Restate the entries below verbatim.

** Opening EXTRACTED MATERIAL block **

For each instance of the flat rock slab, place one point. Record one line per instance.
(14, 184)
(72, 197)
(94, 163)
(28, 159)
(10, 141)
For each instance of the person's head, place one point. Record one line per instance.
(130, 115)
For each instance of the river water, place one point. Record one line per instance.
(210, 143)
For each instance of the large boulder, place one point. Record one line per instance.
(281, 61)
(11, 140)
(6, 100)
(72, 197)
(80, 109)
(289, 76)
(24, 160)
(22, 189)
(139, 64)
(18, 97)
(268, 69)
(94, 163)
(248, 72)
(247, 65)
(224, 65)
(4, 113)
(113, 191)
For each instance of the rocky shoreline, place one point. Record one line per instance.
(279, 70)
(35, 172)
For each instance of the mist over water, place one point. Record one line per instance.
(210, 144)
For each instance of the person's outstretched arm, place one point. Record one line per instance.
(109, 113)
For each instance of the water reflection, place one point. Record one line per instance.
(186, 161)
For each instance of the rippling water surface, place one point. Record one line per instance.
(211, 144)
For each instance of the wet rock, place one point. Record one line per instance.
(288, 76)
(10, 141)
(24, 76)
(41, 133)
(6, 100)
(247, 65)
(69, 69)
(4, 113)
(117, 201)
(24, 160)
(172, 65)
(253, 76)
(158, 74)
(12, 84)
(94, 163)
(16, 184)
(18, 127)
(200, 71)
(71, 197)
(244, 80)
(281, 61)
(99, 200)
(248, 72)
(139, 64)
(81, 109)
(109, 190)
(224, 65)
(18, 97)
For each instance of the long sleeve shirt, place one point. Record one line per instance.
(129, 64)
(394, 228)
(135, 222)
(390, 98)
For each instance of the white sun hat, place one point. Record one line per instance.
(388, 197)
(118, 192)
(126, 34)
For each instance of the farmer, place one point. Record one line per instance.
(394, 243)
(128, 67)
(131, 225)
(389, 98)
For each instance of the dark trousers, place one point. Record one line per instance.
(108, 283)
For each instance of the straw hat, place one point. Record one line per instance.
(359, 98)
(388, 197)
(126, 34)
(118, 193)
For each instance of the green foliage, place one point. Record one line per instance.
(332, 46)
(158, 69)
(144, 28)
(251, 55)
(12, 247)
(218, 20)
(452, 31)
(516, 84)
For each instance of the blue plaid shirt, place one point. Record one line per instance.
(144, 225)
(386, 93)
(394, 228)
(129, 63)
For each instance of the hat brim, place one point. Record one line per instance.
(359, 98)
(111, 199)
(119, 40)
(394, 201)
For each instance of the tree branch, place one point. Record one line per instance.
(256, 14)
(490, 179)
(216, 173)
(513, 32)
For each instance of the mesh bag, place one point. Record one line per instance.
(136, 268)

** Closing EXTRACTED MATERIAL block **

§ THE COMPLETED TASK
For each instance of the flat rock slab, place one point. Record one line per instance.
(14, 184)
(72, 197)
(94, 163)
(28, 159)
(10, 141)
For each instance of the person's head, place one point. Record one line per instance.
(130, 115)
For each instance of the river water, place one point. Record one line per instance.
(210, 143)
For each instance of the large boulder, place one point. Record one line per instance.
(281, 61)
(11, 140)
(6, 100)
(72, 197)
(80, 109)
(289, 76)
(24, 160)
(22, 189)
(139, 64)
(18, 97)
(268, 69)
(94, 163)
(248, 72)
(247, 65)
(224, 65)
(4, 113)
(113, 191)
For each instance of the rocky shoreline, place one point. Record one line per instance.
(279, 70)
(35, 172)
For each instance of the mist over water, place one point. Record one line per instance.
(210, 144)
For each instance of the person's outstretched arm, place one point. Record one line per instance.
(109, 113)
For each instance of the water reflection, place one point. Record one line per instance.
(186, 161)
For each instance of the rippling water surface, place one point. Record one line per instance.
(211, 144)
For each instance of the wet rock, place one point. Record one line per instance.
(288, 76)
(10, 141)
(24, 76)
(41, 133)
(6, 100)
(247, 65)
(69, 69)
(4, 113)
(117, 201)
(24, 160)
(172, 65)
(253, 76)
(158, 74)
(12, 84)
(94, 163)
(16, 184)
(18, 127)
(200, 71)
(71, 197)
(244, 80)
(281, 61)
(99, 200)
(248, 72)
(139, 64)
(81, 109)
(109, 190)
(224, 65)
(18, 97)
For each instance of the long sleeve shirt, place one point. Record one line per instance.
(129, 64)
(394, 228)
(135, 222)
(390, 98)
For each instance of the white sun hat, place one point. Record one line per instance.
(388, 197)
(118, 192)
(126, 34)
For each instance of the farmer, place one point. Record one line per instance.
(394, 243)
(128, 67)
(131, 225)
(389, 98)
For each instance of the dark trousers, place one point. Record one line per instance.
(108, 283)
For each instance of the straw hat, place one point. Record one line per instance.
(359, 98)
(388, 197)
(126, 34)
(118, 193)
For each instance of the green foliage, place one point. Record one line per instance.
(332, 46)
(158, 69)
(144, 28)
(251, 55)
(12, 247)
(218, 20)
(452, 31)
(516, 84)
For each instance of the blue plaid shirt, place one point. Record one line per instance.
(144, 225)
(386, 93)
(394, 228)
(129, 63)
For each instance of the hat brim, place one point. Record one line per instance.
(359, 98)
(111, 199)
(119, 40)
(394, 201)
For each instance of the tree branch, place one point. Record one line per instance.
(256, 14)
(490, 179)
(216, 173)
(513, 32)
For each instance of the mesh bag, place one point. Record one line per instance.
(136, 268)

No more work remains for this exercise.